Problems:
A – According to the school-closures excerpt, which part of the PMC runs its Back-To-School programme?
B – Summarize the school-closures excerpt in two sentences.
C – Translate this sentence from the school-closures excerpt into Spanish: "We want to show our support, amid the expected, inevitable pandemonium that we knew would happen for learners, parents and principals."

Source excerpt:
* begin *
This attack on the very building blocks of any society, its children, is nowhere more evident than in the DA-run Western Cape province, where there is a policy of school closures, without a school building programme.
“It doesn’t require a rocket scientist to figure out that the DA plan is working: it is creating havoc in schools in predominantly poor, Black (African, Coloured, Indian) communities, manifesting as disruptions, overcrowding and displacement. The ensuing chaos on school campuses breeds rampant crime, leads to high rates of repeat incarceration of especially young kids from so-called Coloured communities on the Cape Flats and the Western Cape hinterland, to a somewhat lesser degree.
We can’t trust the DA to solve a problem they created,” Enge added, “We have to do something about it ourselves. As parents, families and communities.”
The PMC itself, through a specific Back-To-School programme, run by the PMC Youth Command, has started the school year by visiting schools in a number of provinces.
“We want to show our support, amid the expected, inevitable pandemonium that we knew would happen for learners, parents and principals. We will be talking to all roleplayers on a number of school campuses to see what sort of challenges they face every year. This year we wish to do something to alleviate some of the stresses, tensions, frustrations and anxieties of the opening two weeks of the 2024 school year,” the PMC’s SG added. The PMC has already witnessed on the first day of the academic year, what repeat challenges the school-going community will be facing in the next two weeks.
* end *
[Object location annotation data]
* begin *
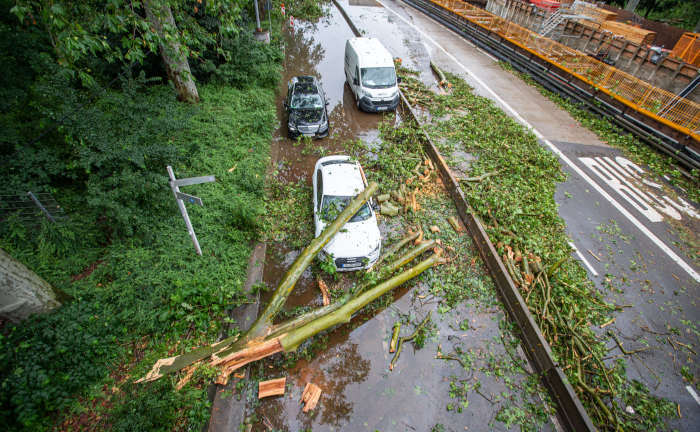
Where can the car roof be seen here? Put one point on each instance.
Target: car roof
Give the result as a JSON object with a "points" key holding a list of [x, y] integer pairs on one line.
{"points": [[341, 178], [305, 84]]}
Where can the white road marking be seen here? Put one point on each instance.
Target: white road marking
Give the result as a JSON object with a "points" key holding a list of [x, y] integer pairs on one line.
{"points": [[652, 237], [585, 261], [693, 394]]}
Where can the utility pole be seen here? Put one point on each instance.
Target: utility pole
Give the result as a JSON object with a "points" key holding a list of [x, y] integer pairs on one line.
{"points": [[257, 17], [180, 197], [632, 5], [259, 34]]}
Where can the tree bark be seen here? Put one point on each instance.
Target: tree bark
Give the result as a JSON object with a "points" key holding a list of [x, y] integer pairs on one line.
{"points": [[177, 67], [22, 292]]}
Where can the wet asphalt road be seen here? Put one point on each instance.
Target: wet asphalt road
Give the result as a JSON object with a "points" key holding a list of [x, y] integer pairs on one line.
{"points": [[359, 392], [636, 236]]}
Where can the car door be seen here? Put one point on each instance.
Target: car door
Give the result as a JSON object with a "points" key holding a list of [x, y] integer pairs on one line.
{"points": [[318, 195]]}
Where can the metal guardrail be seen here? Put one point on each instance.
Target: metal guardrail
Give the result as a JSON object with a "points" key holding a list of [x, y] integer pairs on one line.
{"points": [[569, 408], [653, 130]]}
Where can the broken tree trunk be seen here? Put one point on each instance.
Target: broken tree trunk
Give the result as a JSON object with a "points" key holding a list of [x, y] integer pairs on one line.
{"points": [[307, 317], [173, 54], [291, 340], [264, 321], [273, 387], [310, 396], [231, 359]]}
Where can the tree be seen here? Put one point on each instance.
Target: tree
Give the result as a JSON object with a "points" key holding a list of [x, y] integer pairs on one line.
{"points": [[176, 65], [22, 292], [85, 34]]}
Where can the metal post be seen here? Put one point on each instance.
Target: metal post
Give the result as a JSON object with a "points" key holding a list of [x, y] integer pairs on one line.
{"points": [[257, 19], [41, 207], [269, 15], [183, 210]]}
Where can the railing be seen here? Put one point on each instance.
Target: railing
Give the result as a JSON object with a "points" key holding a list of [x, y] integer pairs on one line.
{"points": [[684, 116]]}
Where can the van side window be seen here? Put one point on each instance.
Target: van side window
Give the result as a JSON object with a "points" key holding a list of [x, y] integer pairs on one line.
{"points": [[319, 186]]}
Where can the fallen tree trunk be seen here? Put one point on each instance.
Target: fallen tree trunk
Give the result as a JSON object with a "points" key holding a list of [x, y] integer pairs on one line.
{"points": [[232, 358], [264, 321], [290, 341]]}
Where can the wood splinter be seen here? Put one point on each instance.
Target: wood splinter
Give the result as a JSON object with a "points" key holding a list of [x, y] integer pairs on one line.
{"points": [[273, 387], [324, 291], [310, 396]]}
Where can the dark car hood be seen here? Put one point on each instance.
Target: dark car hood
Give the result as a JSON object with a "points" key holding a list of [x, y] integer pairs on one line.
{"points": [[305, 116]]}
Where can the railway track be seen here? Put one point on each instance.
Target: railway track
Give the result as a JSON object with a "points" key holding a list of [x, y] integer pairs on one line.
{"points": [[657, 133]]}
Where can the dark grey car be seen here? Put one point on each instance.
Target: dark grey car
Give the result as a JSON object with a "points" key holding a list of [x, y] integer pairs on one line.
{"points": [[306, 108]]}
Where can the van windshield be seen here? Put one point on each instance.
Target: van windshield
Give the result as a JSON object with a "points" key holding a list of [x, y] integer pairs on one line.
{"points": [[332, 206], [306, 101], [378, 77]]}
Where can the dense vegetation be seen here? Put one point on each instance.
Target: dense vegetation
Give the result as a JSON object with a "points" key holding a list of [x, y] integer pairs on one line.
{"points": [[95, 126], [512, 192]]}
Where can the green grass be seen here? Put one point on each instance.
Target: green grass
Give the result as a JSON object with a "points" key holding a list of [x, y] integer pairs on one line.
{"points": [[148, 296]]}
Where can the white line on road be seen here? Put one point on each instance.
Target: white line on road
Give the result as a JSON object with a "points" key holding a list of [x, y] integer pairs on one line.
{"points": [[585, 261], [650, 235], [693, 394]]}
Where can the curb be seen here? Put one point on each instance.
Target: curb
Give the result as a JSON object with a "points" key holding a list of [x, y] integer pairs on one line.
{"points": [[569, 408], [228, 412]]}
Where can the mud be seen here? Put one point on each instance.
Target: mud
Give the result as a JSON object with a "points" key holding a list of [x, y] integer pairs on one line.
{"points": [[351, 363]]}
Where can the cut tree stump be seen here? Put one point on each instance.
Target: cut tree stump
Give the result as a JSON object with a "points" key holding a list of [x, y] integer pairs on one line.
{"points": [[273, 387], [310, 396]]}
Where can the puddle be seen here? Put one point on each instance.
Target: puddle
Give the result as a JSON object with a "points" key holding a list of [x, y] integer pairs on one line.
{"points": [[359, 391], [318, 49]]}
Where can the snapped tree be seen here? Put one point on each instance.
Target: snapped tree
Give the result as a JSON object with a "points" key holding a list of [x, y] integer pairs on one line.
{"points": [[264, 339]]}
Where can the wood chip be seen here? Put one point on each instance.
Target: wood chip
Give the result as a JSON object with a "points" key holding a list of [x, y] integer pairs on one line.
{"points": [[310, 396], [189, 371], [324, 291], [608, 323], [594, 255], [455, 224], [273, 387]]}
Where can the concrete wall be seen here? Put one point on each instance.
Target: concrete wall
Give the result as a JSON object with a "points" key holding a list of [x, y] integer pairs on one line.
{"points": [[670, 74]]}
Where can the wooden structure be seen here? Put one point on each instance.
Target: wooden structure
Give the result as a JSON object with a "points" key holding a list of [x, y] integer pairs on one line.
{"points": [[271, 387], [688, 48], [633, 34], [593, 12]]}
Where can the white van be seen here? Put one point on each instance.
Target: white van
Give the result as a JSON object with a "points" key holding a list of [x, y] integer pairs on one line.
{"points": [[370, 73]]}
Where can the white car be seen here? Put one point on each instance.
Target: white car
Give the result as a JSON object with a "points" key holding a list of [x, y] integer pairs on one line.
{"points": [[337, 180]]}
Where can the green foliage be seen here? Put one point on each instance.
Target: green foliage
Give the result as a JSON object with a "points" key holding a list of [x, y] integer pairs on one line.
{"points": [[151, 286], [610, 133], [519, 212]]}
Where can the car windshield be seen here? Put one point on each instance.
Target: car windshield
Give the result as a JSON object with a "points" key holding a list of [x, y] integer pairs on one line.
{"points": [[378, 77], [332, 206], [306, 101]]}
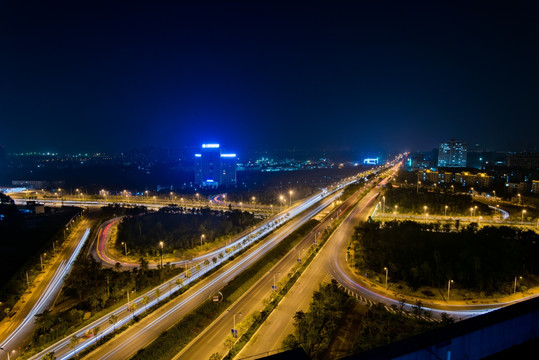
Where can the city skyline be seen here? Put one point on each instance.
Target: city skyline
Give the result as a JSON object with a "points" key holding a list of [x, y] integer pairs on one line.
{"points": [[366, 77]]}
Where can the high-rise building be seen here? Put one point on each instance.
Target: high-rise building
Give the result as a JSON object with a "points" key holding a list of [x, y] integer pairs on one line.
{"points": [[213, 168], [452, 154]]}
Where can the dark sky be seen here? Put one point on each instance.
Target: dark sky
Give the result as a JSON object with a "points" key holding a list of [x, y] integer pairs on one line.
{"points": [[368, 75]]}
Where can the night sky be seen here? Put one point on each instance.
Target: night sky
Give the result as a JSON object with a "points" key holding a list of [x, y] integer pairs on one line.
{"points": [[366, 75]]}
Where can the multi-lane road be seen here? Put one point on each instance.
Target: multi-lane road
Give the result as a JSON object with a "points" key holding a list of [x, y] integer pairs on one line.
{"points": [[331, 263], [17, 330], [128, 342]]}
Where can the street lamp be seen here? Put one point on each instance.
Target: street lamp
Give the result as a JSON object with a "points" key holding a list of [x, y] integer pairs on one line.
{"points": [[515, 287], [234, 331], [290, 193], [161, 244], [385, 268], [7, 352]]}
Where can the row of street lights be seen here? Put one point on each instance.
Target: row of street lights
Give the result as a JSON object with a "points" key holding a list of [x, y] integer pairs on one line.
{"points": [[450, 281]]}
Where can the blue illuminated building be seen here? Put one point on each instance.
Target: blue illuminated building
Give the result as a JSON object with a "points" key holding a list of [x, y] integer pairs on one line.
{"points": [[214, 168], [452, 154]]}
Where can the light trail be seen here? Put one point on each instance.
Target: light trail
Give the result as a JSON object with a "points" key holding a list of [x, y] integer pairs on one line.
{"points": [[167, 289], [50, 292]]}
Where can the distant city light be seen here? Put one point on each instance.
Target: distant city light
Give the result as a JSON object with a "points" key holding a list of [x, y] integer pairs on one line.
{"points": [[368, 161]]}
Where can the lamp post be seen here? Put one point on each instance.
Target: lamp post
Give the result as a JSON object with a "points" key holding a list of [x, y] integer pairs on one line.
{"points": [[290, 193], [515, 287], [7, 352], [161, 244], [234, 331], [385, 268]]}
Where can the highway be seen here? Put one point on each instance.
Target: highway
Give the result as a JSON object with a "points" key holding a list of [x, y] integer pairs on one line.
{"points": [[126, 344], [16, 331], [279, 324], [186, 302], [213, 338], [331, 263]]}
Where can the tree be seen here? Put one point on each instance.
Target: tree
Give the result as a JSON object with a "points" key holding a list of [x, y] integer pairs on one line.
{"points": [[113, 319]]}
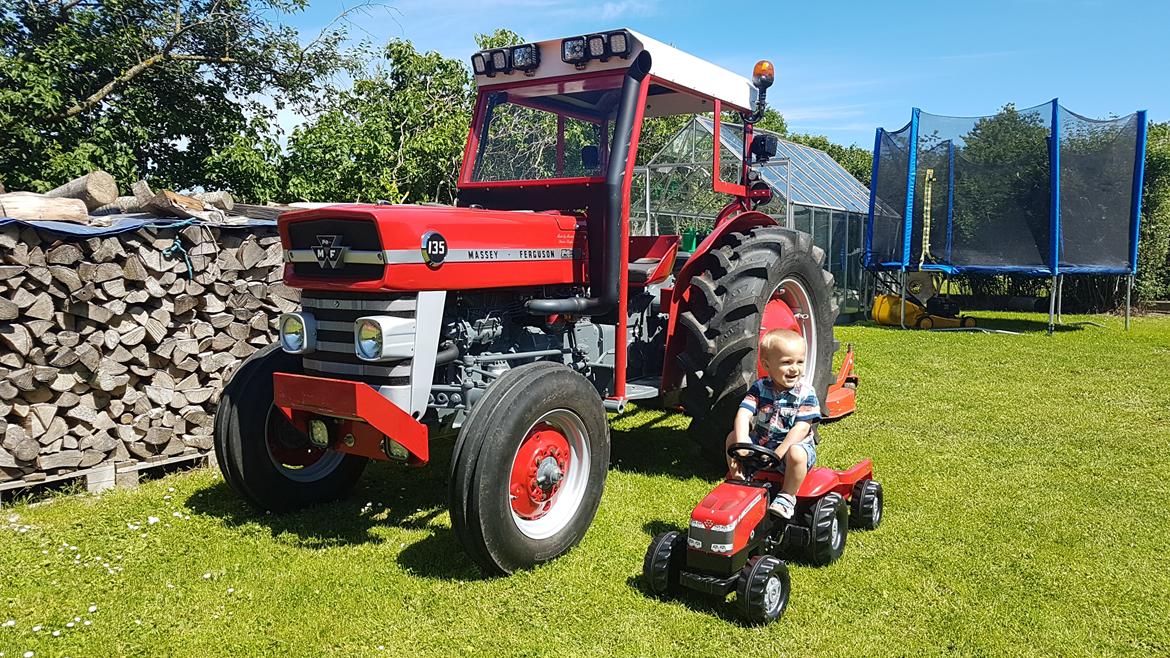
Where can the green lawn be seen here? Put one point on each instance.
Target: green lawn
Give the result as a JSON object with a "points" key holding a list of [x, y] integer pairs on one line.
{"points": [[1026, 505]]}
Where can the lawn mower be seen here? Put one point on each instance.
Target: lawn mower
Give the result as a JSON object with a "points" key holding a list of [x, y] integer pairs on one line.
{"points": [[734, 545], [924, 307]]}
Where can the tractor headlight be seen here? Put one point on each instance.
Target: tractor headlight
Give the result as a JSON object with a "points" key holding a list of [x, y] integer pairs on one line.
{"points": [[383, 337], [298, 333], [367, 338]]}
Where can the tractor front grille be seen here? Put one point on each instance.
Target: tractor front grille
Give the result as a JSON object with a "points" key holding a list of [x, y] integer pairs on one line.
{"points": [[336, 314], [353, 235]]}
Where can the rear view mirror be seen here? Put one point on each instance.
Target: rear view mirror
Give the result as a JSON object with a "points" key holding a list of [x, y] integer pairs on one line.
{"points": [[590, 158]]}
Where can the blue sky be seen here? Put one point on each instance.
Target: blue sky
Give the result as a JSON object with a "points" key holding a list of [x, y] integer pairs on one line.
{"points": [[845, 67]]}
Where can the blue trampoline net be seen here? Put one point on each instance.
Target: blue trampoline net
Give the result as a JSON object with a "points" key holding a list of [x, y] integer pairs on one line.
{"points": [[1031, 191]]}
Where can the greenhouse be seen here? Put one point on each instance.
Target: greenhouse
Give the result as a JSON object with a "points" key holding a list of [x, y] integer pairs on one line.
{"points": [[672, 193]]}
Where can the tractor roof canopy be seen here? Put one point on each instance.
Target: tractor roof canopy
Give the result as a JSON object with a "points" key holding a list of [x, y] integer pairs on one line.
{"points": [[688, 83]]}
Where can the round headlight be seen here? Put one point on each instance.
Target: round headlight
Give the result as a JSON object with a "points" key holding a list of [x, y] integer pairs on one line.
{"points": [[293, 334], [369, 342]]}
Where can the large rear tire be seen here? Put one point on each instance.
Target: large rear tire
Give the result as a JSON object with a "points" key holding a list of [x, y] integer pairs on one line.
{"points": [[529, 467], [262, 456], [750, 280]]}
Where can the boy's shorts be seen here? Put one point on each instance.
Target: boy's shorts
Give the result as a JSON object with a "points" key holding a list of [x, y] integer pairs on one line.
{"points": [[810, 449]]}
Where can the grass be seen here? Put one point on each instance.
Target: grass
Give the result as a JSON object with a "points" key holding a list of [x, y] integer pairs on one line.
{"points": [[1026, 514]]}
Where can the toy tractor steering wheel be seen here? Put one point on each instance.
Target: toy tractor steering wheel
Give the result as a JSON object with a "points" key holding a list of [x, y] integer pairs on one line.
{"points": [[754, 456]]}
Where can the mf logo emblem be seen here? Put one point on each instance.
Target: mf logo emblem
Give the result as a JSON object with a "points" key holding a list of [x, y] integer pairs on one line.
{"points": [[329, 251]]}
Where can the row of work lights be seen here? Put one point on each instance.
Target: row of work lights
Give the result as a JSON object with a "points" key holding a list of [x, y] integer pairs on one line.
{"points": [[575, 50]]}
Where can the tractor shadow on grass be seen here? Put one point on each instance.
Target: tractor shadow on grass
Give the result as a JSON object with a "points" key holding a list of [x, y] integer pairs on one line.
{"points": [[1014, 324], [386, 495], [656, 447], [697, 602]]}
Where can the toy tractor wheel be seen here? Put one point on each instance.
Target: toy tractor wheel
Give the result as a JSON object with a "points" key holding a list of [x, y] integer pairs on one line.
{"points": [[828, 520], [866, 507], [262, 456], [756, 281], [763, 590], [663, 561], [529, 467]]}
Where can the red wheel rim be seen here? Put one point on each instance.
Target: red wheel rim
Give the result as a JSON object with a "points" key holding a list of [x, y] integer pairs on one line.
{"points": [[790, 307], [287, 446], [542, 464], [777, 315]]}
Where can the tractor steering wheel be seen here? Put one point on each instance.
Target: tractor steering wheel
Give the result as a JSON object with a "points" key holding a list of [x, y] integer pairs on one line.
{"points": [[754, 456]]}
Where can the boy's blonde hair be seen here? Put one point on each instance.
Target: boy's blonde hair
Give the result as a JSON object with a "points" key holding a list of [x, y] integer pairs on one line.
{"points": [[778, 341]]}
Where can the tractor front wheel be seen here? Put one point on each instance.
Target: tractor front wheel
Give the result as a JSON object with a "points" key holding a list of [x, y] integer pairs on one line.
{"points": [[262, 456], [529, 467], [663, 561]]}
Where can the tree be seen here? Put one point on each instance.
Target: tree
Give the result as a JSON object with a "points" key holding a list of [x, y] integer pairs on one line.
{"points": [[1154, 247], [146, 87], [397, 135]]}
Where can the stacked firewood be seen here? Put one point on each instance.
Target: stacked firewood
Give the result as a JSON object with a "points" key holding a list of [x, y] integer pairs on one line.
{"points": [[116, 348]]}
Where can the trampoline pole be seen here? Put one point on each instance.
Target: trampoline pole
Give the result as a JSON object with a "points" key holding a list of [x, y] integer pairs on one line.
{"points": [[1060, 299], [901, 286], [1052, 306], [1129, 290]]}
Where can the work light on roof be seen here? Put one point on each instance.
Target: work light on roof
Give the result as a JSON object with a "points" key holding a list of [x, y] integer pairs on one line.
{"points": [[597, 47], [572, 50], [500, 61], [619, 43], [525, 57], [480, 64]]}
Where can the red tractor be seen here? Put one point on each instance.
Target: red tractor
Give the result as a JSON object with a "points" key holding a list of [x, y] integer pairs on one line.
{"points": [[734, 545], [524, 313]]}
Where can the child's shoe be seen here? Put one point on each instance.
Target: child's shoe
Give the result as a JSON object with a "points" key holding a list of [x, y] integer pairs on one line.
{"points": [[784, 505]]}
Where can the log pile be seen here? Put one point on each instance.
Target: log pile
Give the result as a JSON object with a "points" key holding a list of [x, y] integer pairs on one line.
{"points": [[115, 348]]}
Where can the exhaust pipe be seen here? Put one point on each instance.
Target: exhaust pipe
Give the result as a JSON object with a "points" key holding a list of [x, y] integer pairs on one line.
{"points": [[610, 288]]}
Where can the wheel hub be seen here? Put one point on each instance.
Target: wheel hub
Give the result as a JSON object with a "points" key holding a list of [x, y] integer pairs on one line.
{"points": [[772, 593], [541, 465]]}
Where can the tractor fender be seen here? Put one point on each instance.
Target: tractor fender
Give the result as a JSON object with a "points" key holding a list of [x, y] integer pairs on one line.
{"points": [[734, 218], [821, 481]]}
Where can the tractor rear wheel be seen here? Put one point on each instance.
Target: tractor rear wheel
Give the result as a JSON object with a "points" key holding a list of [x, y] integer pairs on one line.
{"points": [[262, 456], [828, 521], [866, 506], [529, 467], [752, 282], [764, 588]]}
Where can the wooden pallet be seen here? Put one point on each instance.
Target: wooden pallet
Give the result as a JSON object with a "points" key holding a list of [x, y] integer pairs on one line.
{"points": [[123, 474]]}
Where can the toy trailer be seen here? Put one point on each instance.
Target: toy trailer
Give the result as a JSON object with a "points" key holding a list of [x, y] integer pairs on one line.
{"points": [[525, 312]]}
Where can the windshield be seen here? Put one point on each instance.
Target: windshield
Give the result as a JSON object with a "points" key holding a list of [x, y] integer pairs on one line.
{"points": [[557, 130]]}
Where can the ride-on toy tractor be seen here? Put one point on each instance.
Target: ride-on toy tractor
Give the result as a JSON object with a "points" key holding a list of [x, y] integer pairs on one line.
{"points": [[734, 543], [523, 313]]}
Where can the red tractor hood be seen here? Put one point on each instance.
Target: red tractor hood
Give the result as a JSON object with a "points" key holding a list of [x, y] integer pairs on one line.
{"points": [[369, 247]]}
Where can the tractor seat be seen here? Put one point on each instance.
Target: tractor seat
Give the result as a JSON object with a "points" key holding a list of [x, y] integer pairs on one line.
{"points": [[640, 271]]}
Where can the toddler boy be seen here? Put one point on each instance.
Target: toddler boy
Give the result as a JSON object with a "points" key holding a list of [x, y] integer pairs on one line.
{"points": [[778, 413]]}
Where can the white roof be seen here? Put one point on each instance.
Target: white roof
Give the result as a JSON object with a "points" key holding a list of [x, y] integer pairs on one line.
{"points": [[667, 63]]}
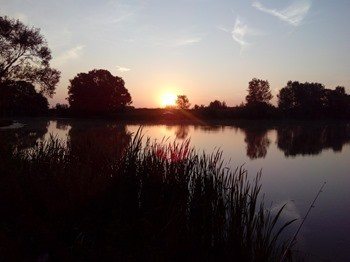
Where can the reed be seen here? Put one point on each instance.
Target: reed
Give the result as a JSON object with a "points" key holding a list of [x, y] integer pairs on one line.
{"points": [[153, 201]]}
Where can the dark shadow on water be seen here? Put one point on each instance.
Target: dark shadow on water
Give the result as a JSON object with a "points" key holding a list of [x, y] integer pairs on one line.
{"points": [[312, 139], [257, 142]]}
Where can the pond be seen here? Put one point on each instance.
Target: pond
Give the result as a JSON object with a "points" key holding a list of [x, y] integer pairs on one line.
{"points": [[296, 158]]}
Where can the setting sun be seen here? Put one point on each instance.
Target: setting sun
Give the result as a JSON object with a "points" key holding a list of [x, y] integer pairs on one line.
{"points": [[168, 99]]}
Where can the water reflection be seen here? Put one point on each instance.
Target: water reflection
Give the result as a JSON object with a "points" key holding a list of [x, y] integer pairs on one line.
{"points": [[109, 138], [257, 142], [312, 139], [104, 140], [25, 137]]}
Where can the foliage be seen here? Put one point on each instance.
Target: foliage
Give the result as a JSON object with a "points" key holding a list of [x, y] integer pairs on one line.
{"points": [[24, 55], [154, 202], [258, 92], [313, 100], [98, 91], [21, 98], [182, 102]]}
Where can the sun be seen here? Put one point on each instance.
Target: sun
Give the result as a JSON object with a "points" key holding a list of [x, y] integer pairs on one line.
* end *
Written responses:
A – The PMC Youth Command.

B – The DA-run Western Cape province has a policy of school closures without a school building programme, which is described as causing disruptions, overcrowding and displacement in predominantly poor Black communities and breeding crime and repeat incarceration of young people. In response, the PMC's Back-To-School programme, run by its Youth Command, has begun visiting schools in a number of provinces to show support and ease the stresses of the opening two weeks of the 2024 school year.

C – Queremos mostrar nuestro apoyo en medio del pandemónium esperado e inevitable que sabíamos que se produciría para los alumnos, los padres y los directores.